**ROWS:**
========

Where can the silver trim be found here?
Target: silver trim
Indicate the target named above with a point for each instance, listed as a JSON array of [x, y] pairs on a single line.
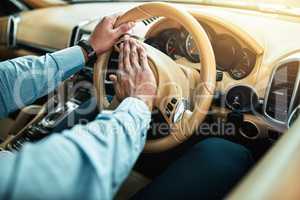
[[286, 61], [236, 85], [291, 116], [248, 137], [15, 19]]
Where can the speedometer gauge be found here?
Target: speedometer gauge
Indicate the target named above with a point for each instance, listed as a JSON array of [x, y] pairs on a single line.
[[244, 66], [226, 51], [191, 49], [171, 46]]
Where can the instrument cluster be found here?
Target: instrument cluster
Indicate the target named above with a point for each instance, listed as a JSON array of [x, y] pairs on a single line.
[[231, 56]]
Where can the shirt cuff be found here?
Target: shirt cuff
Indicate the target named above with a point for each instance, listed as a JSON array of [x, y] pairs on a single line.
[[70, 60], [134, 105]]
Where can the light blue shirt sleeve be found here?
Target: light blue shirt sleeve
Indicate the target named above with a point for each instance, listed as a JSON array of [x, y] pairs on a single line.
[[24, 79], [87, 162]]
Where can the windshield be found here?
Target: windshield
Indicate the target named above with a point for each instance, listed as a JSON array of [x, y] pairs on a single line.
[[289, 7]]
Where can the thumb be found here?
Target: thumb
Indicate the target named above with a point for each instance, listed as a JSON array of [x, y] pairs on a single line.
[[113, 78], [124, 28]]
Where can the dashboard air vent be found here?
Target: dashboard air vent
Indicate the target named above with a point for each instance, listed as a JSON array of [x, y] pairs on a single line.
[[282, 91]]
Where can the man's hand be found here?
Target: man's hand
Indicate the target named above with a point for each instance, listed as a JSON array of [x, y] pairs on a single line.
[[105, 34], [134, 77]]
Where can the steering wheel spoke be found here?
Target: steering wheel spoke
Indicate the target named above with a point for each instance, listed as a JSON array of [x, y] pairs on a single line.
[[178, 86]]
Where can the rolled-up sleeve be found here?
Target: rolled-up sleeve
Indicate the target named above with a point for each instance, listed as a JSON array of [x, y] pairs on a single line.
[[87, 162], [24, 79]]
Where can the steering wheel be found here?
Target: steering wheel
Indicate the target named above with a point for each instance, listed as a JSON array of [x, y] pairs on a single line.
[[177, 84]]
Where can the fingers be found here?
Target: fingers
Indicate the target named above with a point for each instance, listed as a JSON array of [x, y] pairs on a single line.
[[143, 60], [134, 57], [113, 78], [126, 57], [123, 29], [121, 57]]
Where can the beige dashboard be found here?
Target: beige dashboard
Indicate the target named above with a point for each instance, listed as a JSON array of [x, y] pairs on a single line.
[[272, 38]]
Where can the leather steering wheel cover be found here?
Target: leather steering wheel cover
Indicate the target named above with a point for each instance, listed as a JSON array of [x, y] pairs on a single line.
[[191, 121]]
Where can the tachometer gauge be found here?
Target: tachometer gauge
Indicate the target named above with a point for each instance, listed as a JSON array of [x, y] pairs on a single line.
[[191, 49], [171, 46], [226, 50], [244, 66]]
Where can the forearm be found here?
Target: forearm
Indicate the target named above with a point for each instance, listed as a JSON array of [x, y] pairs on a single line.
[[89, 161], [23, 80]]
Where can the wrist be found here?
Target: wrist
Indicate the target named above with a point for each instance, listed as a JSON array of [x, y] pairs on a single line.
[[88, 51], [146, 100], [84, 55]]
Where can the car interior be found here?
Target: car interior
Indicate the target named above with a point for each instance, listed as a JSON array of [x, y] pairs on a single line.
[[235, 65]]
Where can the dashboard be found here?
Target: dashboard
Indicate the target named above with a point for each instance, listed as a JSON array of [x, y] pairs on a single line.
[[230, 56]]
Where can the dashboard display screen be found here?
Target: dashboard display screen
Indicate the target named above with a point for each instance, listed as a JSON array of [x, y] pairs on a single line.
[[281, 91]]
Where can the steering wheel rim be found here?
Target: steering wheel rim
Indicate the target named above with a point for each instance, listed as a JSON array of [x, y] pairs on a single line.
[[207, 77]]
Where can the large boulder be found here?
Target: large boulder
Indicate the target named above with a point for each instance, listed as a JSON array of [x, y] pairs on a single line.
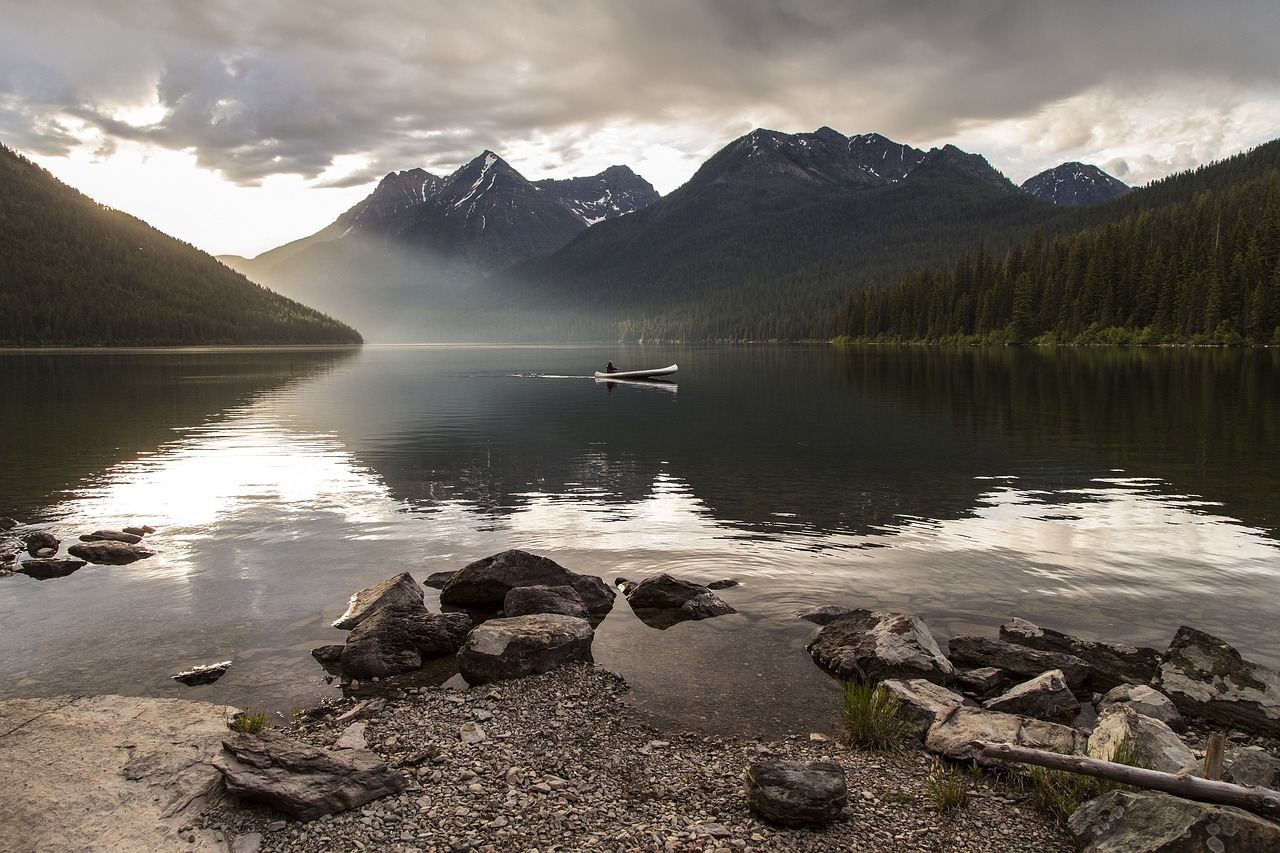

========

**YOUR TASK:** Render the lines above, from the first one through the line holding "[[286, 61], [236, 85], [291, 116], [248, 137], [15, 19]]", both included, as a two-column CSV with the headers text and answer, one row for each text and its answer. Put every field in quotes, turn line breaks into spaces, and leave the pictures out.

**RESULT OF THIS TASK:**
text,answer
"Where can the silver trim be found here? Target: silver trim Indicate the target named above with a point for each instance, listed as a JSON array of [x, y] pairs on a single line.","[[286, 61], [236, 85], [291, 116], [248, 137], [15, 19]]"